Short problem: Rewrite the lines below, renaming every "marker" to "pin" and leaving everything else untouched.

Data records:
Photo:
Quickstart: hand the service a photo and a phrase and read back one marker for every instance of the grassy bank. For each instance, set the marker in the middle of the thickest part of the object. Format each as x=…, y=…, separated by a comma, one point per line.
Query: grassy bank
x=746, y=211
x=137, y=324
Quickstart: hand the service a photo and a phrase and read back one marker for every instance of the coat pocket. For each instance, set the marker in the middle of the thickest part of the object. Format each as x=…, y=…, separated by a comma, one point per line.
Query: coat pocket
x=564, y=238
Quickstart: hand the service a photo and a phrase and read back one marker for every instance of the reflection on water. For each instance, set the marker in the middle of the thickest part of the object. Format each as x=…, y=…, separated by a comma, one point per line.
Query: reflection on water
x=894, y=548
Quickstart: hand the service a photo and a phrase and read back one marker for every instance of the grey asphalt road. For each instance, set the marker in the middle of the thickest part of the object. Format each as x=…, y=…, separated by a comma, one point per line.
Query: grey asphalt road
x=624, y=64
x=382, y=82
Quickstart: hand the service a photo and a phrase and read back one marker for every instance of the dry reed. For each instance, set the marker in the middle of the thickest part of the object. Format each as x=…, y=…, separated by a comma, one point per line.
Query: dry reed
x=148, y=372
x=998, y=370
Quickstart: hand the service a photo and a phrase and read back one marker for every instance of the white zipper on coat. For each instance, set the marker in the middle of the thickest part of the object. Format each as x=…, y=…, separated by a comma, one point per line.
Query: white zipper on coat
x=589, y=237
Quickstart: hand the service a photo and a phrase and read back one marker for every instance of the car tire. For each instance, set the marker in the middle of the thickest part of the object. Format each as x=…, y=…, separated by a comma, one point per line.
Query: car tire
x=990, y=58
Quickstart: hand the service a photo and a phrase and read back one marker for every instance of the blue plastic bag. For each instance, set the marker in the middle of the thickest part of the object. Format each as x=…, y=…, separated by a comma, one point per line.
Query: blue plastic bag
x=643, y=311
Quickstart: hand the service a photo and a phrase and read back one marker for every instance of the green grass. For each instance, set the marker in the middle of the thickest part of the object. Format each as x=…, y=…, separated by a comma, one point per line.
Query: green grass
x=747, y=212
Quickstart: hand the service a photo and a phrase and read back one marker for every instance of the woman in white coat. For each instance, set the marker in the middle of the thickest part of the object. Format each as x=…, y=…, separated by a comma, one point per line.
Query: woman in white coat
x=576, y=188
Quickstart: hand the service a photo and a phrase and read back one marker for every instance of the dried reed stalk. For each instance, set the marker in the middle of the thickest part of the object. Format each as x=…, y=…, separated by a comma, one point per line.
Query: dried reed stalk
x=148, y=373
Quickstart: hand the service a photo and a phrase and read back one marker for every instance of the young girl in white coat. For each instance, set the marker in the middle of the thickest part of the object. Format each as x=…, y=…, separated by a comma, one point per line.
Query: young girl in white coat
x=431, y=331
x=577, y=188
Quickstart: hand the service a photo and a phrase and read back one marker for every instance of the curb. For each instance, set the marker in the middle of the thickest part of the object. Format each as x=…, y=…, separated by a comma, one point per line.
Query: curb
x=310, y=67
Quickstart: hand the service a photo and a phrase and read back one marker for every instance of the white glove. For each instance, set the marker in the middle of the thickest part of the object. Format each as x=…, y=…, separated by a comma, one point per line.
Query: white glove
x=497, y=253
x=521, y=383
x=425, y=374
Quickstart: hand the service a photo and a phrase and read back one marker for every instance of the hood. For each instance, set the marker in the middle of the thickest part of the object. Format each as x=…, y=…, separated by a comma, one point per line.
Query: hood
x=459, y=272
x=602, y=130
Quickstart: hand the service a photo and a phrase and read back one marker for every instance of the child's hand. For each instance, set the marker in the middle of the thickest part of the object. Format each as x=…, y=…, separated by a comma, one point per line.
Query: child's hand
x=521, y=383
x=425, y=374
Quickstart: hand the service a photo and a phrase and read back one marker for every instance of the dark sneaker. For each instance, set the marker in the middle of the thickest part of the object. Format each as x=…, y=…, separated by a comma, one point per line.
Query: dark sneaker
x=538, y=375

Result of the exercise:
Photo:
Quickstart: hand the service a photo and a phrase and read back one pin for every instance of the grassy bank. For each instance, set the pin in the middle of the thickest part of the object. Format each as x=…, y=…, separated by a comma, one point per line.
Query: grassy bank
x=746, y=211
x=137, y=324
Quickstart: hand the service a photo and a phrase and read back one pin for every instance of the coat pocket. For each instance, set the pin in the middle of the thickest part of the object. Format each as x=…, y=…, separated by a comma, one point per line.
Query: coat pocket
x=564, y=238
Quickstart: hand the service a photo and a phrase and read back one pin for every instance of the reflection on water. For each instance, set the pin in the middle of the thickest part of the object. Format each as x=…, y=…, separated by a comma, one point per line.
Query: reflection on water
x=894, y=548
Quickstart: hand the service a photo and a phrase and read back one pin for every instance of the grey asphalt road. For each instance, set the pin in the middle of the thickest part of the object. Format each as x=…, y=…, separated by a comma, one point per line.
Query: grey asphalt road
x=624, y=64
x=382, y=82
Quickstart: hand the service a photo and a phrase and read back one pin for every instance of the dry reed. For each instance, set the pin in the middle of the thickest part of the object. Format each as x=…, y=…, separated by a comma, one point per line.
Query: dry reed
x=148, y=372
x=998, y=370
Quickstart: hand the service a photo and a phrase and read back one pin for every instance of the white zipper on coat. For each instance, set the pin in the middle of the thickest part of the object. Format each as x=…, y=…, separated by a comma, one point per line.
Query: white zipper on coat
x=589, y=237
Quickstart: hand the service a photo and a phrase and read back one pin for every instance of the car tire. For each instance, set the pin in the middle of the thickest part of the object. Format each as x=…, y=…, separated by a comma, one point per line.
Query: car tire
x=990, y=58
Quickstart: hand the service a photo and a phrase and read back one pin for every instance of the blue plastic bag. For each instance, set the pin in the middle of the thickest part of the object. Format each as x=…, y=…, separated by a comma, one point per line.
Query: blue plastic bag
x=643, y=311
Quickstart: hand the service a photo and a phrase and read back one pin for every instance of the green grass. For each instance, set the pin in the middle of the thickest part of the object. Format each as x=…, y=…, separated by a comma, one point per line.
Query: green grass
x=747, y=212
Quickstart: hand the service a photo and a phrase and read back one pin for every instance of the woman in white coat. For each instance, set the pin in the middle of the thickest part of the object. Format each as x=…, y=…, separated by a comma, one point per line.
Query: woman in white coat
x=576, y=188
Quickstart: hand the service a photo and a phrase and read back one pin for every instance of the dried reed stalk. For each instance, set the pin in the middle of the thickest part of the object. Format each as x=…, y=…, separated by a comma, one point per line.
Query: dried reed stalk
x=148, y=373
Quickstart: hand the service a photo and a phrase and read back one pin for every instance of the young girl in white coat. For each instance, set the pin in the middle of the thickest part of the object. Format each as x=…, y=…, separated by a comma, one point per line.
Query: young girl in white coat
x=431, y=331
x=577, y=188
Quickstart: hand the service a photo and a phrase and read back one pin for every instance of the curb. For each instance, set the pin in the middle of the thickest part of the object. Format each as x=…, y=…, separated by a comma, one point per line.
Query: curb
x=310, y=67
Quickstart: hand the service a photo and a phrase and read back one pin for every instance of the white glove. For each instance, set the pin in the middle of the thickest part of the object. Format each as x=…, y=…, separated by a comma, one point per line.
Query: white glove
x=497, y=253
x=521, y=383
x=425, y=374
Quickstart: hand the service a photo and a phrase and read back one pin for every instance of the hood. For each instance, set the pin in the middle of the thickest part of the object. Format each as x=…, y=…, separated by a comma, one point per line.
Query: hood
x=459, y=272
x=602, y=130
Quickstart: hand the service a photo and a phrase and read back one pin for every instance of the child's hand. For each instance, set the pin in the middle of the thickest part of the object. Format each as x=…, y=…, separated by a comma, one point per line.
Query: child's hand
x=521, y=383
x=425, y=374
Quickstart: hand the service a photo and a phrase and read back one pin for every instance of the dark sneaker. For each instance, set the pin in the middle of the thickest part of the object. Format each as x=…, y=…, separated by a comma, one point per line.
Query: dark sneaker
x=538, y=375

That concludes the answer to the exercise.